▶ _Task list_
[1] Translate this sentence from the news report on the Chilean bishops into Spanish: "May the Lord repay you abundantly in this communitarian and pastoral effort."
[2] Pick up the news report on the Chilean bishops after its last sentence and keep writing it.

August 6, 2018 CNA Daily News 2

Santiago, Chile, Aug 6, 2018 / 04:01 pm (CNA/EWTN News).- Pope Francis on Friday wrote to the Chilean bishops’ conference to express his approval of their newly-adopted plan to prevent future instances of sex abuse within the Church.

“I was impressed by the work of reflection, discernment, and decisions that you have made,” the Pope wrote in his Aug. 5 letter to Bishop Santiago Jaime Silva Retamales of Chile’s military diocese, who is president of the Chilean bishops’ conference.

“May the Lord repay you abundantly in this communitarian and pastoral effort.”

“The decisions are realistic and concrete,” he said. “I am sure that they will help decidedly in this entire process. But what touched me most was the example of episcopal community united in the pastoral care of the holy, faithful people of God. Thank you for this edifying example … because it ‘builds’ the Church.”

Francis was responding to the Aug. 3 statement issued at the conclusion of the week-long meeting of the Chilean bishops to consider the roots of the crisis of sexual abuse in the Church in their country and then to define guidelines to implement in their dioceses.

The bishops acknowledged they had failed in their duty as pastors in face of the cases of sexual abuse committed by priests and therefore presented some short- and medium-term measures in order to determine the truth and to secure justice and reparation for the victims.

The bishops expressed their repentance because “we did not always know how apply or implement  in every church setting the guidelines of the National Council for Prevention of Abuse in order to opportunely address cases of sexual abuse.”

“Our faults and omisions have caused pain and perplexity, have harmed ecclesial communion and hindered conversion, and undermined hoped,” they added.

“In no way did we want to cause or aggravate the harm that has occurred, but seen from the perspective of time, some of us could have been more active and attentive to the pain suffered by the victims, relatives, and the ecclesial community,” they stated.

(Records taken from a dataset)
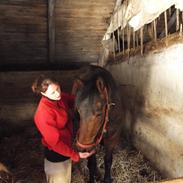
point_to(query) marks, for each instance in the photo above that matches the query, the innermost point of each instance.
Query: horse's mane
(89, 75)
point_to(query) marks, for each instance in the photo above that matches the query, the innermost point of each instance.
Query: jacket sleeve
(51, 135)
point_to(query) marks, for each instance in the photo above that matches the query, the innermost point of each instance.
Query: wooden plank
(51, 29)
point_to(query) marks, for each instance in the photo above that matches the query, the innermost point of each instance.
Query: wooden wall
(80, 27)
(23, 31)
(67, 30)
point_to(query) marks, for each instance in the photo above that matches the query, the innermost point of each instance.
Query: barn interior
(140, 43)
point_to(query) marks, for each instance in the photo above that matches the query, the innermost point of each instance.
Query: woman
(53, 122)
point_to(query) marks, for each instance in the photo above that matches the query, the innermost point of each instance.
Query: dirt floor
(21, 152)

▶ _Task responses_
[1] Que el Señor les recompense abundantemente en este esfuerzo comunitario y pastoral.

[2]
The first measure announced by the bishops was their intention to cooperate with the investigations being conducted in the criminal justice system, duly protecting “the names of the complainants and victims that expressly requested that their identity be withheld.”

The Chilean bishops also announced the publication of every preliminary investigation being conducted regarding the alleged sexual abuse of minors, and asked religious congregations to do the same.

The bishops appointed attorney Ana María Celis as president of the National Council for the Prevention of Abuse and the Accompaniment of Victims, a position held in interim by Bishop Silva.

They also approved new powers for the National Council for the Prevention of Abuse, so it can gather up-to-date information on the investigations and criminal proceedings.

The bishops also confirmed the creation of a Department for the Prevention of Abuse, which will report to the council, and will have the faculty to execute actions and receive complaints in accordance with canonical norms.

Finally, the bishops announced that the list of the names of priests sentenced civilly and canonically for abusing minors will be posted again on the council’s website.